Dataset records on object locations:
** Begin **
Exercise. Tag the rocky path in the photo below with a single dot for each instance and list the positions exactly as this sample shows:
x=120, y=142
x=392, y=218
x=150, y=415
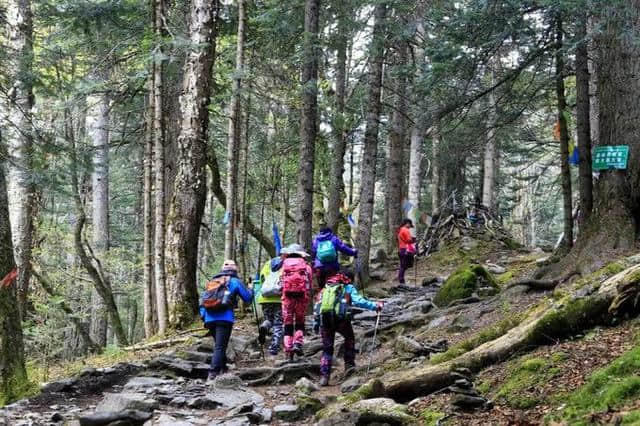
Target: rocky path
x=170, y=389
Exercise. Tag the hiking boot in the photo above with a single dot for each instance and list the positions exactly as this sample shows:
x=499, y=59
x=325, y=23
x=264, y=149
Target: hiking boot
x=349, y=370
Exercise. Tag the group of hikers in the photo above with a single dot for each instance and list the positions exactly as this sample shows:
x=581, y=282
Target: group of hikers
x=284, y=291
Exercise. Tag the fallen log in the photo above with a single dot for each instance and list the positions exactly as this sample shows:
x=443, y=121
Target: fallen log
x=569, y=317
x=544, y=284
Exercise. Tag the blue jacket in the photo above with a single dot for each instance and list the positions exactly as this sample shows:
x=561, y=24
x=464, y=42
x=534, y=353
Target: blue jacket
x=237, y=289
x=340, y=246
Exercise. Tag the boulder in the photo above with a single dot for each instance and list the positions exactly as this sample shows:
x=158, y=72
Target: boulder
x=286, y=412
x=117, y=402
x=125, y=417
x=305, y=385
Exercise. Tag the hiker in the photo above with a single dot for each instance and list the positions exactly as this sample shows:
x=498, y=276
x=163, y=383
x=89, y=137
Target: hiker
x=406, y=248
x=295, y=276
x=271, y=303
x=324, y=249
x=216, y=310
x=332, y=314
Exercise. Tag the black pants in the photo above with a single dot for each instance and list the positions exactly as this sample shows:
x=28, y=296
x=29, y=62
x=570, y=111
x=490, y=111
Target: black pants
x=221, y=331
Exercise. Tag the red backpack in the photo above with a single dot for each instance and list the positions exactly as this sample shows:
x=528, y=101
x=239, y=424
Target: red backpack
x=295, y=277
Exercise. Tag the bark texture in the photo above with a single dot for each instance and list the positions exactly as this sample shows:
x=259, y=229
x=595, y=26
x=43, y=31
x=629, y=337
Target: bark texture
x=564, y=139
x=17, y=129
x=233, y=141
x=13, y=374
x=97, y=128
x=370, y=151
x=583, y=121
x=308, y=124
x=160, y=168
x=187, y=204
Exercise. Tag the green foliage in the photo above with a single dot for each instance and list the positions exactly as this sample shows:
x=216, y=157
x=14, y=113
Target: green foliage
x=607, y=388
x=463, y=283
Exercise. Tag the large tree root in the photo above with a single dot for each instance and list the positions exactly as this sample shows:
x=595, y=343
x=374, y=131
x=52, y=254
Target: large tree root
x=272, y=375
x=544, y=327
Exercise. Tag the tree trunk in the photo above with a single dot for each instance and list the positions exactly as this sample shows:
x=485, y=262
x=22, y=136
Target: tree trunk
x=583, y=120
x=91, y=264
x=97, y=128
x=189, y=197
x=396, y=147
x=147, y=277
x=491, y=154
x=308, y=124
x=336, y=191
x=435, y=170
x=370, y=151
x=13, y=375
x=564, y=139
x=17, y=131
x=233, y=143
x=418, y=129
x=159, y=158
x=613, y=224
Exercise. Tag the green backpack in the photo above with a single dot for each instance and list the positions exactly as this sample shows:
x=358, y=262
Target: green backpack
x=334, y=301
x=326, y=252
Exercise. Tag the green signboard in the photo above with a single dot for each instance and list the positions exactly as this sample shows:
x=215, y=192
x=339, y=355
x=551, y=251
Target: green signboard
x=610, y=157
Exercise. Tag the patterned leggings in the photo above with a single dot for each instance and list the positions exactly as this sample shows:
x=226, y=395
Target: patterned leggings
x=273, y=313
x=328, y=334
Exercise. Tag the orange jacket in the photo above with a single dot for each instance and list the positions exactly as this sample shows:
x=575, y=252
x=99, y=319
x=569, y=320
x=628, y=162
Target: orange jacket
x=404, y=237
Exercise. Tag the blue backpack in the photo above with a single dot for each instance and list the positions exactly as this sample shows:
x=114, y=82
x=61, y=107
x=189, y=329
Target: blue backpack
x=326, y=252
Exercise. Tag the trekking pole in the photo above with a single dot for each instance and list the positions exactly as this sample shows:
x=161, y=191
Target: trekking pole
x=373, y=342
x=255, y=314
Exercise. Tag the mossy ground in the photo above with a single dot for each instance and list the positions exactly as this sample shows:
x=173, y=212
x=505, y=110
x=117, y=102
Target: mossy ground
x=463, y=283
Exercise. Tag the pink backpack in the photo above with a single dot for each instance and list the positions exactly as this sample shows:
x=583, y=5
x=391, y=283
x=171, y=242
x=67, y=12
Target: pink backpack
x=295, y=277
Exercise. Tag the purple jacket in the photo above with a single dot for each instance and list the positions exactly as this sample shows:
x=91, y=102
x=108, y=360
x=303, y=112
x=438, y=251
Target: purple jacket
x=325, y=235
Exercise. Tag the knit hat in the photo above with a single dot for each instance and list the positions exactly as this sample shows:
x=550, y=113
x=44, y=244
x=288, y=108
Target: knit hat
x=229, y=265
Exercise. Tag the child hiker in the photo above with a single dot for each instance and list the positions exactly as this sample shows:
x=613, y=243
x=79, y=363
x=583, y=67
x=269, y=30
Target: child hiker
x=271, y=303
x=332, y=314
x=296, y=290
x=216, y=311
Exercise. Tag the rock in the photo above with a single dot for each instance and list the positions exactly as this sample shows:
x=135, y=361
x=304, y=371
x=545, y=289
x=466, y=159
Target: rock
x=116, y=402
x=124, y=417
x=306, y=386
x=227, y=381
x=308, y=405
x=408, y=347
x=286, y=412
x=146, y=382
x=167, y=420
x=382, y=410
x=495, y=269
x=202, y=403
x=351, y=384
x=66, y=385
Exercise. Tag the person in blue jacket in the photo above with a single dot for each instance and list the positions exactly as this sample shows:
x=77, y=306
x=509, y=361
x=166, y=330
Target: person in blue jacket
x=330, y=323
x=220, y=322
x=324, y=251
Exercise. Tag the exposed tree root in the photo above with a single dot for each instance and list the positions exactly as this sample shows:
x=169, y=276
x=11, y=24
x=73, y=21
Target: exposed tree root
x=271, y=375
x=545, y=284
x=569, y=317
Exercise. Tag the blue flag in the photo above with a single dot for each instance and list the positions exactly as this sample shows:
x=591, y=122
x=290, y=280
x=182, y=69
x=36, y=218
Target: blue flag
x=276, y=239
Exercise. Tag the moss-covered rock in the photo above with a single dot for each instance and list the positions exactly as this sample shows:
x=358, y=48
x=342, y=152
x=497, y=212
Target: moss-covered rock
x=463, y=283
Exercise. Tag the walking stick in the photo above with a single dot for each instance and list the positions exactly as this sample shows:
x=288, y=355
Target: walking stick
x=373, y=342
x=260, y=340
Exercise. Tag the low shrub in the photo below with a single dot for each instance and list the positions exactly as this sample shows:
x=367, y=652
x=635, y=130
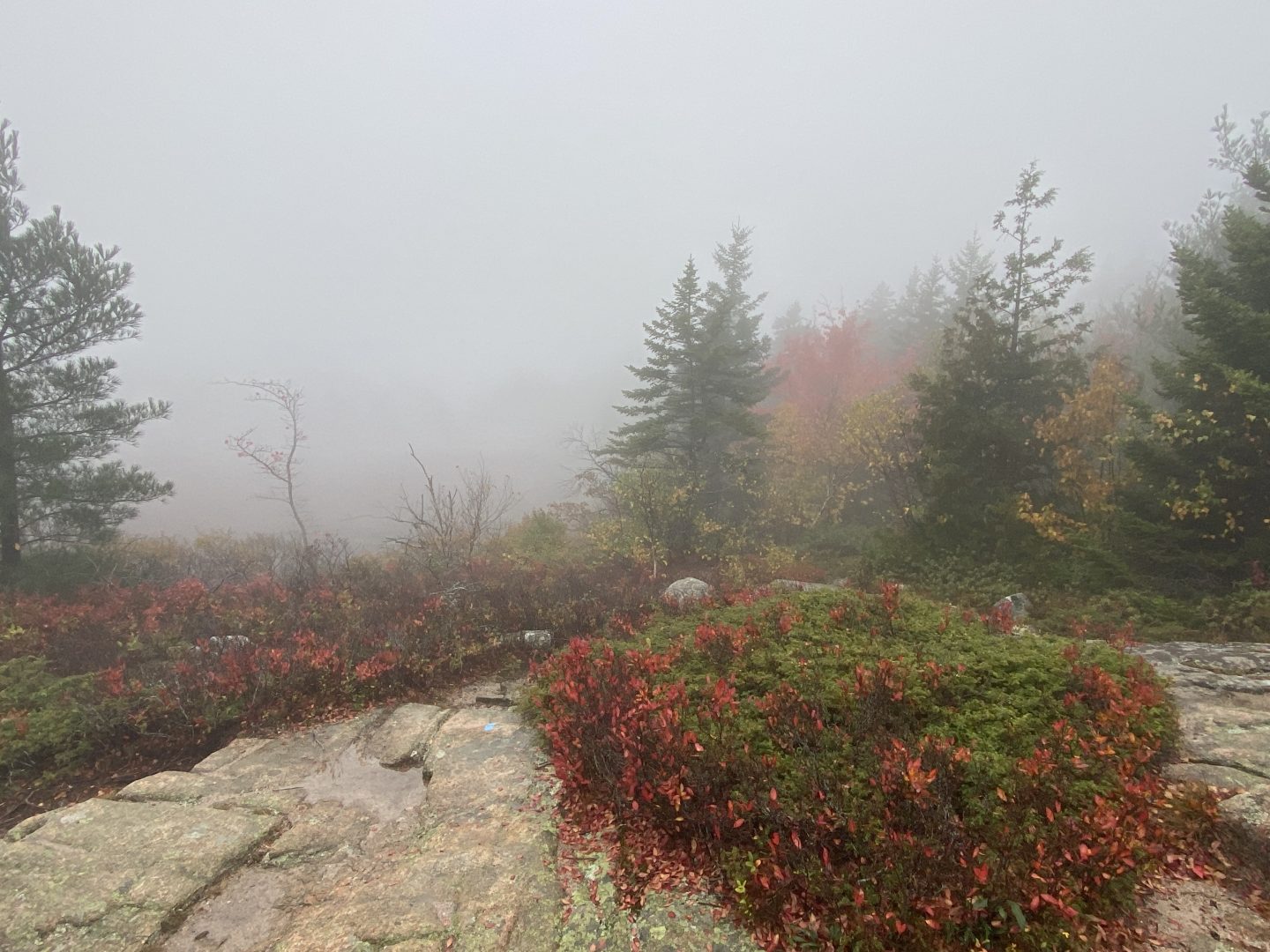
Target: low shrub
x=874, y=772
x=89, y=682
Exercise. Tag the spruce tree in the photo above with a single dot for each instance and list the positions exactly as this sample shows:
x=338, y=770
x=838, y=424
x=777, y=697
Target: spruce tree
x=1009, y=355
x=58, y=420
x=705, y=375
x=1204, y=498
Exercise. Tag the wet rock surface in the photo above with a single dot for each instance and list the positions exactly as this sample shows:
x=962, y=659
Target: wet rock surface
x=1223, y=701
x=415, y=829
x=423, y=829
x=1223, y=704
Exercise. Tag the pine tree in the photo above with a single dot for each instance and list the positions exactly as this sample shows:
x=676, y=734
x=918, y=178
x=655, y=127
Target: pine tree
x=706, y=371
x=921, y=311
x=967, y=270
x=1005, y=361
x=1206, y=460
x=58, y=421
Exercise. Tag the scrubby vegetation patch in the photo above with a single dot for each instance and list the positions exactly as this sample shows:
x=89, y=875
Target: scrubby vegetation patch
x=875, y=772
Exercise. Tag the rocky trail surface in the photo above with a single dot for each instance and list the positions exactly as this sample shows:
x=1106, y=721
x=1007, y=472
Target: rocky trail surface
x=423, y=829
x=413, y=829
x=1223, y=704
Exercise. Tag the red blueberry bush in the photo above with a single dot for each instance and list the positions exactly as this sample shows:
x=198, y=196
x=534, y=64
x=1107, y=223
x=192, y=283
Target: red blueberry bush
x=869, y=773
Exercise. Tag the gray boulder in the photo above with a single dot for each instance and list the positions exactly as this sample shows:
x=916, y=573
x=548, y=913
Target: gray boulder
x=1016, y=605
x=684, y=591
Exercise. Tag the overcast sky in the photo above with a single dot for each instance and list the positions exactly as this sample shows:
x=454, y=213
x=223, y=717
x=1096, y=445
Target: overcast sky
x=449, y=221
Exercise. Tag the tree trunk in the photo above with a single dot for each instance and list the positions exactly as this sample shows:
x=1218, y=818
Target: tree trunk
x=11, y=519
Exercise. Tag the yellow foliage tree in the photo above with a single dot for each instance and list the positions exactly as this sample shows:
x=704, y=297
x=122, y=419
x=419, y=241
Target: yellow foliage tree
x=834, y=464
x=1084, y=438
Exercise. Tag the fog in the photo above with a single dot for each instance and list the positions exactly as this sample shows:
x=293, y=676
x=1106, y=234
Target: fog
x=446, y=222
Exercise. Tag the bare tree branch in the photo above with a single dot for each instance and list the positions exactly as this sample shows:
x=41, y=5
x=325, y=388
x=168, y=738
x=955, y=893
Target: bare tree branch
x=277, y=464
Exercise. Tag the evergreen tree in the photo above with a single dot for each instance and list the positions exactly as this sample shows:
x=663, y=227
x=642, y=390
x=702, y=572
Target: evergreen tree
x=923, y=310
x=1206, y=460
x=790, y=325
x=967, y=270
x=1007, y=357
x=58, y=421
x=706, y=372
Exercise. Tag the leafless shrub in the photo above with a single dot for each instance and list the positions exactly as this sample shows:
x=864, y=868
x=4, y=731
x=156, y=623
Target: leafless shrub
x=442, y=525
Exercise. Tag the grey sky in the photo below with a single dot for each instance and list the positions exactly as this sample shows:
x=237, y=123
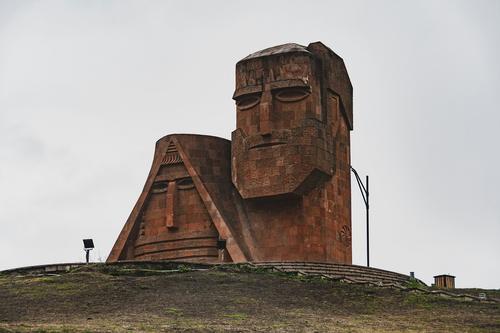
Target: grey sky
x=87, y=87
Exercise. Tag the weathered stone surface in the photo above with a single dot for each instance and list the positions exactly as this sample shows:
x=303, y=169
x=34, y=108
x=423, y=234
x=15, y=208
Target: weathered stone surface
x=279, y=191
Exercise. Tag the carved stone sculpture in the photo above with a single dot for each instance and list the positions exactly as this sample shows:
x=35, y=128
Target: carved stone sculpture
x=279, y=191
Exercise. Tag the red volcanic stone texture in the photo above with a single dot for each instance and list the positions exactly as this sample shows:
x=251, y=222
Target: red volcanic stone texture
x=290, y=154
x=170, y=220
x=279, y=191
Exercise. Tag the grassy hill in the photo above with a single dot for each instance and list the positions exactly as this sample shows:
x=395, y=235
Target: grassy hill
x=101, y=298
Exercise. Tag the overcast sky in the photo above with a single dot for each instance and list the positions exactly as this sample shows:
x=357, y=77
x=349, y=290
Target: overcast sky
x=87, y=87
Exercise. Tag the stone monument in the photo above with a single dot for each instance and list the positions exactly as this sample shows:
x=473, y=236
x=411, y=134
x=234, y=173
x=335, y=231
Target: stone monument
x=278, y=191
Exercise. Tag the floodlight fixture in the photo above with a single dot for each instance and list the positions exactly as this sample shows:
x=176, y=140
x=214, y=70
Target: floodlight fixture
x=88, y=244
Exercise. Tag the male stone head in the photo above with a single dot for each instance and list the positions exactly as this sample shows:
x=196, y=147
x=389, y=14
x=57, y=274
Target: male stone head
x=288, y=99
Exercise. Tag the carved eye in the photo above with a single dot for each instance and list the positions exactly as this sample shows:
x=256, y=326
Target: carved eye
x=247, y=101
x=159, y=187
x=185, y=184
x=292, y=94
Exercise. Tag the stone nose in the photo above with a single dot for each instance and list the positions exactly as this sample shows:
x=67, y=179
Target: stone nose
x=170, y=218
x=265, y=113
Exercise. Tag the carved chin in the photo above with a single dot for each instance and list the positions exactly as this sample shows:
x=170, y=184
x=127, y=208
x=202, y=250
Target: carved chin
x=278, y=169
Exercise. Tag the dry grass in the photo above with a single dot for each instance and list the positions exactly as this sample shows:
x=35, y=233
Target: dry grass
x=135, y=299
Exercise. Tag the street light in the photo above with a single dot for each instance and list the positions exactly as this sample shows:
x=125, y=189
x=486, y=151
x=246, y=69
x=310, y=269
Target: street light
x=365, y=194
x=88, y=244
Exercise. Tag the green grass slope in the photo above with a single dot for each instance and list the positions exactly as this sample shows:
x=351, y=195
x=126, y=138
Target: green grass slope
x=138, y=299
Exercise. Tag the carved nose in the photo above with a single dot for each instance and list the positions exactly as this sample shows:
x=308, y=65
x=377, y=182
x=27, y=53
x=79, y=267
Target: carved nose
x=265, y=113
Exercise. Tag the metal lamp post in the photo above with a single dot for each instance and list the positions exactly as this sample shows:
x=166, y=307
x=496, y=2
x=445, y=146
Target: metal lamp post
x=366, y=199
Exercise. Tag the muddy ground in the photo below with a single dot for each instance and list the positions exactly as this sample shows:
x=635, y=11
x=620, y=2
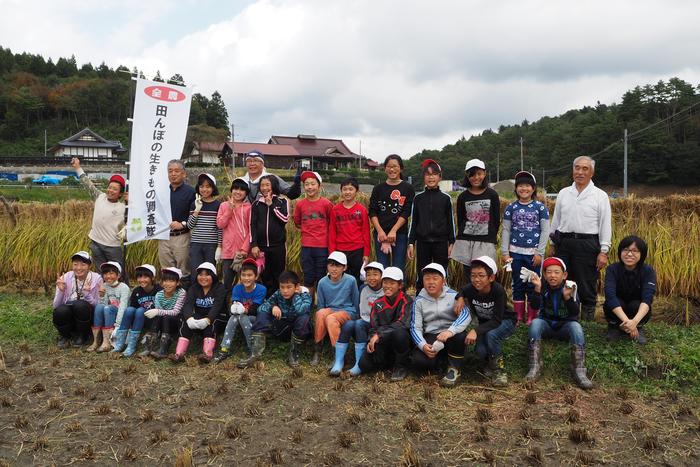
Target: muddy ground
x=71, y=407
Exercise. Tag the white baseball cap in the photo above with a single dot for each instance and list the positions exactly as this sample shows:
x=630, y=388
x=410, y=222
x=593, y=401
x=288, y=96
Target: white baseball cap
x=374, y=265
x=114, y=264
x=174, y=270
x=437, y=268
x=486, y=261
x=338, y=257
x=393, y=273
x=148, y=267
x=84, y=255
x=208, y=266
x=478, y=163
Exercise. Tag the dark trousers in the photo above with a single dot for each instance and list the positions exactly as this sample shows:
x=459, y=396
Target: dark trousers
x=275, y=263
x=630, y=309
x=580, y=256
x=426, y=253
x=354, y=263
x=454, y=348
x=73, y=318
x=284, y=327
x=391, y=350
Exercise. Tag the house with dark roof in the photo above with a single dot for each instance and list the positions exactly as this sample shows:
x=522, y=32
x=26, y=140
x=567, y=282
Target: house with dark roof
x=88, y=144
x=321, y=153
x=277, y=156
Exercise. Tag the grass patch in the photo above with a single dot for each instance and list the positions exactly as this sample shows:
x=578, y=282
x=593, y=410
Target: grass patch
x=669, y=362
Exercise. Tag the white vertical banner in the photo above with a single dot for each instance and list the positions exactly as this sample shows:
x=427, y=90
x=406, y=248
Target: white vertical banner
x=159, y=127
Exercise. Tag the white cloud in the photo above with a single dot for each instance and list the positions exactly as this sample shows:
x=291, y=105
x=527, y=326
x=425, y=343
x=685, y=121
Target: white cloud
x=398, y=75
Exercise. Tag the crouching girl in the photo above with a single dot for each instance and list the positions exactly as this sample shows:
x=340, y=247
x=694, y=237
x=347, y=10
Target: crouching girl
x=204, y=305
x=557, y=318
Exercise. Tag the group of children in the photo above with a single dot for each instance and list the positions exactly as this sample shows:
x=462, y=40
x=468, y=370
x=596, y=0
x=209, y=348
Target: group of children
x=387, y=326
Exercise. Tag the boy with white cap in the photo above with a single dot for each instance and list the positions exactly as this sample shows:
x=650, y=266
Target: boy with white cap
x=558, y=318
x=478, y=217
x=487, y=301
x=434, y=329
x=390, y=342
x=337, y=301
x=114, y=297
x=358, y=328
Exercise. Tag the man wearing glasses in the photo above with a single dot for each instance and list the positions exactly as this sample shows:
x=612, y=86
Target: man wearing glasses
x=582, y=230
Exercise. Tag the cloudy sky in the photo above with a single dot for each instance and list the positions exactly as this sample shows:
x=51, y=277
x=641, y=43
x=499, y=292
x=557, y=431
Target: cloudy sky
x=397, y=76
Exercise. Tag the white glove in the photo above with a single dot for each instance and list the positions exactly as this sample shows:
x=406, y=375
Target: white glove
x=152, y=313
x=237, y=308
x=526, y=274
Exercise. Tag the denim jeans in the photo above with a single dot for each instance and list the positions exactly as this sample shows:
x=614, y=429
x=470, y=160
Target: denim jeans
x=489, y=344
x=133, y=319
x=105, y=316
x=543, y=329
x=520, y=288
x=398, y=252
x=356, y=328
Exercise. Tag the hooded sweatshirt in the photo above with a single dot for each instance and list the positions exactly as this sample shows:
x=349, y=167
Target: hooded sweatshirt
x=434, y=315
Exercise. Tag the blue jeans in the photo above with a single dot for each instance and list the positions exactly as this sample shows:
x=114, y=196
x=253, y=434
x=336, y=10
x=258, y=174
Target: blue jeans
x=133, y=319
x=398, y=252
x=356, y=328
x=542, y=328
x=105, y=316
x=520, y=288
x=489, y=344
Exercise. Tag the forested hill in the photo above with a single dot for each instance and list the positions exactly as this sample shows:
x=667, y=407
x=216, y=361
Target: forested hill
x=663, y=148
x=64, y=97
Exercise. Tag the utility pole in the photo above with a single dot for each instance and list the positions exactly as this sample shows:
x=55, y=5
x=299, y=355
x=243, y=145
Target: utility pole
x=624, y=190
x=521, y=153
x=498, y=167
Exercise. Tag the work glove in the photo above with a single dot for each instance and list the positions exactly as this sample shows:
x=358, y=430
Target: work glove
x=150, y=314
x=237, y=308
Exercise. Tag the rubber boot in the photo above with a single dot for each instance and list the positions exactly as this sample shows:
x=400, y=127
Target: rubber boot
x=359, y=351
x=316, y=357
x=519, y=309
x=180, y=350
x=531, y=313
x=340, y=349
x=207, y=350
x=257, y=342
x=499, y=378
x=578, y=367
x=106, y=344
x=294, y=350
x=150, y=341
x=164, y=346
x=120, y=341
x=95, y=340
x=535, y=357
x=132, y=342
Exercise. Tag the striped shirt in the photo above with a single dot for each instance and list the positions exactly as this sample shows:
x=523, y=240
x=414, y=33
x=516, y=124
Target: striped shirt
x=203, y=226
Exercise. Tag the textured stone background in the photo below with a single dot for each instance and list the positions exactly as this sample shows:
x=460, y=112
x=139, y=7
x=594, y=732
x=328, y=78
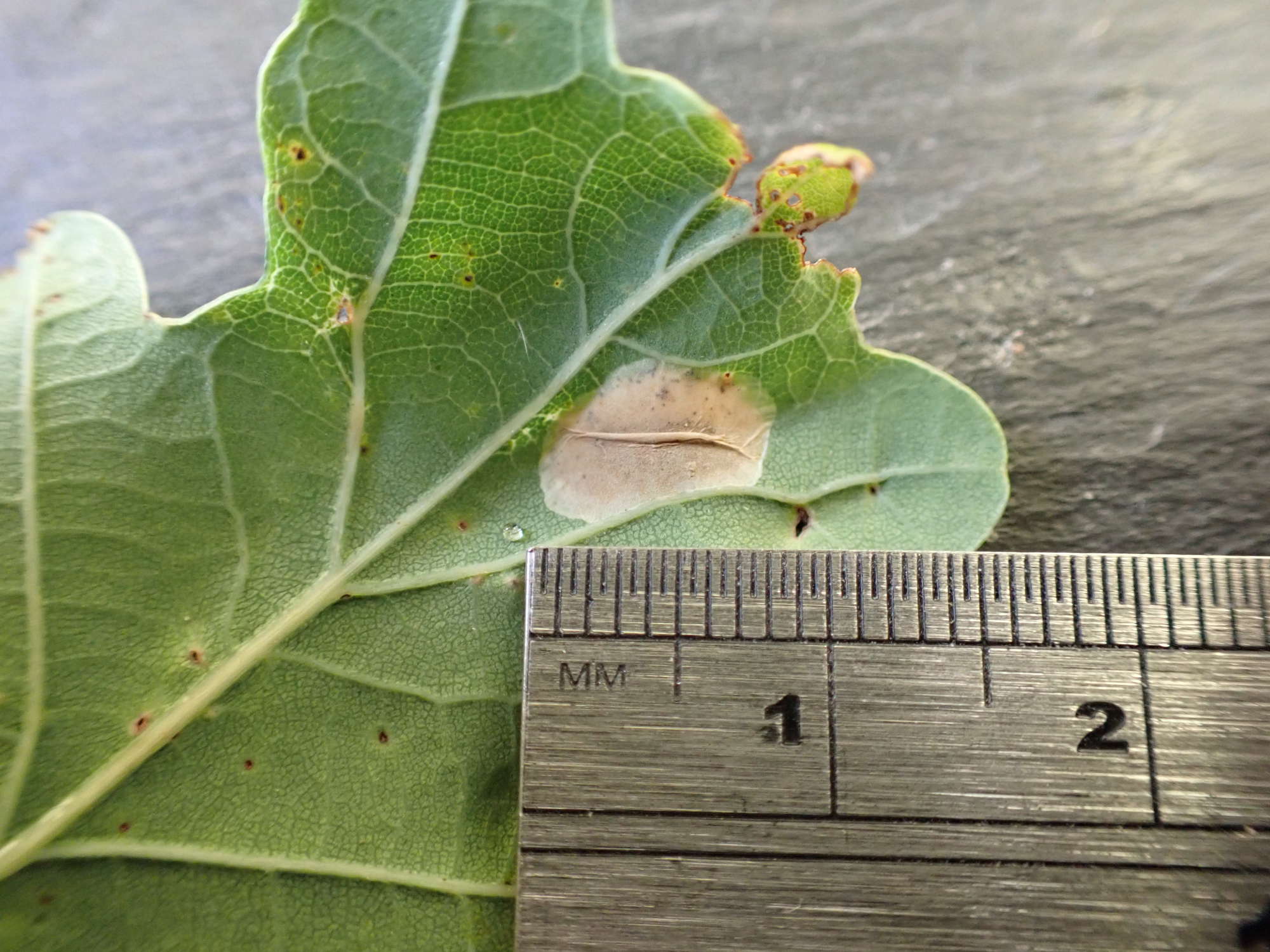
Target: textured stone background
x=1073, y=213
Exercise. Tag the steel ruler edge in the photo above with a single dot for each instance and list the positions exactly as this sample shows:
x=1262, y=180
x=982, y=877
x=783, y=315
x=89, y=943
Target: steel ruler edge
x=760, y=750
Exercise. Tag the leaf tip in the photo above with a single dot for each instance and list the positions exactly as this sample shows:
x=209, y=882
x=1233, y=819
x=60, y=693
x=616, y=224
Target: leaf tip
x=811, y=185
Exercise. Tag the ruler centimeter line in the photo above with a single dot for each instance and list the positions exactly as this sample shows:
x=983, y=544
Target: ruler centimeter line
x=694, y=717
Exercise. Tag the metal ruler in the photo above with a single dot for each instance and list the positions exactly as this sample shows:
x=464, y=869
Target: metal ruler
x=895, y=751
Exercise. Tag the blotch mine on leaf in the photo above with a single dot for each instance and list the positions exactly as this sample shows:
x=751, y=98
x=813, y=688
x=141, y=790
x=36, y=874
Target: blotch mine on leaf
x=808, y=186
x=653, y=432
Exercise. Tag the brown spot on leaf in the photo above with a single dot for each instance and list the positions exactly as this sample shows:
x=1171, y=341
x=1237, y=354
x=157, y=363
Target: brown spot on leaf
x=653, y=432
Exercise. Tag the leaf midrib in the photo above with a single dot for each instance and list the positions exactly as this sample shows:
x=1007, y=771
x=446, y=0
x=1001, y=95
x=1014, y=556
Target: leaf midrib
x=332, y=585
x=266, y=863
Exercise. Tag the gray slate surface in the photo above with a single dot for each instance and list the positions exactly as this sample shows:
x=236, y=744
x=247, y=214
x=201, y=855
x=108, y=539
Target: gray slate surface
** End **
Please format the data above as a JSON list of strings, one string per line, starting at the line that contains "Exercise. Tag the hiking" and ending at the line that contains "x=284, y=291". Leave out blank lines.

- [Solution to this task]:
[
  "Exercise. Tag the hiking boot in the photo above with a single dot for each instance and list the positions exactly as this sample shows:",
  "x=499, y=59",
  "x=325, y=23",
  "x=264, y=149",
  "Target: hiking boot",
  "x=349, y=370",
  "Exercise. Tag the group of hikers in the photo above with a single dot for each instance and list the positions exactly as this sample shows:",
  "x=581, y=282",
  "Target: group of hikers",
  "x=284, y=291"
]